● **Description of the task**: Format the items between the lines holding "If you could spot the flat" and "column 273, row 9", inclusive, as a two-column CSV with columns named request and points, one row per item. Put each item's text and its answer in a single quoted field, with line breaks changed to spaces.

● **Exercise input**:
= = = = =

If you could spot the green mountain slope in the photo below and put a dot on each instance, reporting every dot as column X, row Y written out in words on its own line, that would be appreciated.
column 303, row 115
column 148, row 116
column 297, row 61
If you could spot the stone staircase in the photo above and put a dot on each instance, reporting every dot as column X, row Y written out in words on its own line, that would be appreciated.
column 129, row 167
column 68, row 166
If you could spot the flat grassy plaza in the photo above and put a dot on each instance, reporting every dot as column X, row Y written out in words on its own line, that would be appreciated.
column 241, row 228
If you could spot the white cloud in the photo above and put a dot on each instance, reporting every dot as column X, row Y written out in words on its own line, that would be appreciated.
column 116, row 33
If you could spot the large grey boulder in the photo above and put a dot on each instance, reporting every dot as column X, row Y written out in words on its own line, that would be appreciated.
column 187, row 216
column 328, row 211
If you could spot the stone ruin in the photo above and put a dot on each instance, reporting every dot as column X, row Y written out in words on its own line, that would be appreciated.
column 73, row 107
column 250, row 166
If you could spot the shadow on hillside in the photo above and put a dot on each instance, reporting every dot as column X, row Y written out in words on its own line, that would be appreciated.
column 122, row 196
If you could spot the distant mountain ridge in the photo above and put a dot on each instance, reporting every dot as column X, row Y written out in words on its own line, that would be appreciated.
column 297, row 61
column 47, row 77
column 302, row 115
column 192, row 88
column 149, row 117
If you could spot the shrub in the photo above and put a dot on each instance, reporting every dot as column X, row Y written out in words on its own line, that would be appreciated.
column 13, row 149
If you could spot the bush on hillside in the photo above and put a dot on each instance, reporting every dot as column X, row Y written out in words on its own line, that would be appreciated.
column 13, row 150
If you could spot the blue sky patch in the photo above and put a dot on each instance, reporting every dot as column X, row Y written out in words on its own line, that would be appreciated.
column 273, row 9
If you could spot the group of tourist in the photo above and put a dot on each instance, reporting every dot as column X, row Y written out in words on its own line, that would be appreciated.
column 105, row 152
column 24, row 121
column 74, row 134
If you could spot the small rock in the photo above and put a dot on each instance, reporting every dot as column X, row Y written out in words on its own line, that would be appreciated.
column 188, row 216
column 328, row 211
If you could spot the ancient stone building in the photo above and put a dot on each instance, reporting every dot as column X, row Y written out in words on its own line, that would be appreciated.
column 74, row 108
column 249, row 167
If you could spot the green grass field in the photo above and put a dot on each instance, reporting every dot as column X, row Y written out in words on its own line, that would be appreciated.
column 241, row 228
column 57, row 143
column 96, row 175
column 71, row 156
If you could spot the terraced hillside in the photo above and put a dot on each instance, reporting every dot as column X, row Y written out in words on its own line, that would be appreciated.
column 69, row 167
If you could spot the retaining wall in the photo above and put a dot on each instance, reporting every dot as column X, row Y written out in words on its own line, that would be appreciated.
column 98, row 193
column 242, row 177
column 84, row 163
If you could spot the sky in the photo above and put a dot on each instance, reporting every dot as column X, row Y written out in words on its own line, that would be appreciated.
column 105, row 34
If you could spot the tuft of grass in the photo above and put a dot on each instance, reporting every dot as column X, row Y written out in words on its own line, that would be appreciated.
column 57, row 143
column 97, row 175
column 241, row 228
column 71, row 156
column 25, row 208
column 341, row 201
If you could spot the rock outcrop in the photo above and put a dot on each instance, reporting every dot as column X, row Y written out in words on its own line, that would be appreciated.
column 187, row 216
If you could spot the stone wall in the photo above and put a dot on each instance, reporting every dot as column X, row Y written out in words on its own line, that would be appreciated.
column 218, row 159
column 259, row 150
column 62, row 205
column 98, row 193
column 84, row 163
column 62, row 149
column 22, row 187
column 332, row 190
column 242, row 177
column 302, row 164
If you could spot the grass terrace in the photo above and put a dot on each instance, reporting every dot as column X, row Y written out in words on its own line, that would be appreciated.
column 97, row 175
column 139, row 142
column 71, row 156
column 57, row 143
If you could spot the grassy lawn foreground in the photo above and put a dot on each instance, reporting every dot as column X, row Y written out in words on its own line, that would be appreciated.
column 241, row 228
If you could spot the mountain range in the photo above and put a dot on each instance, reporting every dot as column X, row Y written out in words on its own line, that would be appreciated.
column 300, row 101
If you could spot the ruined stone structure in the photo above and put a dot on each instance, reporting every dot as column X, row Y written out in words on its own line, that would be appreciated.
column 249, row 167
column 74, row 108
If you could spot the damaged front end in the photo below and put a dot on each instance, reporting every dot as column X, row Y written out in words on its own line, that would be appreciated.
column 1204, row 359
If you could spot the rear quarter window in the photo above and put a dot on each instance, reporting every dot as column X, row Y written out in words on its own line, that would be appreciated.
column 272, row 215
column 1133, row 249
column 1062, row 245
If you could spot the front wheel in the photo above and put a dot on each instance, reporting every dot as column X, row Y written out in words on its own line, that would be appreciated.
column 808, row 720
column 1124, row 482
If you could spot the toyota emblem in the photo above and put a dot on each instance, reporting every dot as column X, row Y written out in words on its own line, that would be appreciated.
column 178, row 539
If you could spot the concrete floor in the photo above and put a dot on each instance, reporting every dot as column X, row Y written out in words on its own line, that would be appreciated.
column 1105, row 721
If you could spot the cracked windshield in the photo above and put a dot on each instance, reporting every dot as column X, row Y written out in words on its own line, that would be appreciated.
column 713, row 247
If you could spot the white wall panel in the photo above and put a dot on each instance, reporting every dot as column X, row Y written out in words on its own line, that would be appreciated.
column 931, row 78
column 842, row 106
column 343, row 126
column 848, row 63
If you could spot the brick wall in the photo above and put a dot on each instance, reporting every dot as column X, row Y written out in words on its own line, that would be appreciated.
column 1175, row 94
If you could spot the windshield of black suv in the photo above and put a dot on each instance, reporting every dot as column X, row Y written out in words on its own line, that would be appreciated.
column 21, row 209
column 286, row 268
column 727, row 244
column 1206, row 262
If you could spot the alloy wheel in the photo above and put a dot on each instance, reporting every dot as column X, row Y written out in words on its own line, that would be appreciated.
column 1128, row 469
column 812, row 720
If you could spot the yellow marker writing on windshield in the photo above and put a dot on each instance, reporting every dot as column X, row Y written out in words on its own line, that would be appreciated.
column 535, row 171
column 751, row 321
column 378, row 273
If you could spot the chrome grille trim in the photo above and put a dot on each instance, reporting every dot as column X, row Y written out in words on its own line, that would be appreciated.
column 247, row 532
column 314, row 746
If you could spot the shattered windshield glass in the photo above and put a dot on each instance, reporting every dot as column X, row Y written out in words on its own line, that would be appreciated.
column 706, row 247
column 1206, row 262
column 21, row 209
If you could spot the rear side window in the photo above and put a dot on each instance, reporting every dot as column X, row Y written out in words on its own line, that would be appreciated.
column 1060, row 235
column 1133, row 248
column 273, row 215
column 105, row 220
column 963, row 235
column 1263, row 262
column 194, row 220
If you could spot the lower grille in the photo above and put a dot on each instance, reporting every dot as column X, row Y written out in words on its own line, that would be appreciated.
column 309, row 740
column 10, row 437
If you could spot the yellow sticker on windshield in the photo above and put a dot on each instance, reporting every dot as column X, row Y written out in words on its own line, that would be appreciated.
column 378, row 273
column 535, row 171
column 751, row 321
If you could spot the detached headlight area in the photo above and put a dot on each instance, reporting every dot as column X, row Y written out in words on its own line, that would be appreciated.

= = = = =

● **Solution**:
request,points
"If you could spot the flat grassy plaza in the photo above and put a dot on each instance, reporting every dot as column X, row Y written out in words on its own line, that would be appreciated.","column 241, row 228"
"If you could spot the white cloud in the photo above and put a dot on each instance, reporting every dot as column X, row Y written out in words on its own line, that would be appreciated.","column 116, row 33"
"If you could spot the large grey boulder in the photo above and put a dot on each instance, reporting every dot as column X, row Y written out in words on its own line, that would be appreciated.","column 187, row 216 column 328, row 211"
"If you could spot the stone ruin in the photo above and put a dot on each instance, reporting every dot as column X, row Y written out in words on its own line, that would be appreciated.","column 73, row 107 column 250, row 166"
"If you could spot the shadow on hillside in the photo above and put a dot on each instance, reporting every dot as column X, row Y written out in words on its own line, that would be appreciated.","column 122, row 196"
"If you could spot the distant mountain ridge in the photo above and put a dot on each instance, reporting every dot as column X, row Y written out in words on its own line, that would be appreciated.","column 297, row 61 column 47, row 77 column 302, row 115 column 192, row 88 column 149, row 117"
"If you could spot the shrub in the photo above and put a dot on each instance, reporting every dot as column X, row Y written out in words on its own line, that would be appreciated.","column 13, row 149"
"If you could spot the bush on hillside in the photo above and put a dot on each instance, reporting every dot as column X, row Y written out in words on its own line, that would be appreciated.","column 13, row 150"
"If you could spot the blue sky patch in the photo above and put a dot on each instance, reporting every dot as column X, row Y written out in words on its own line, that would be appreciated.","column 273, row 9"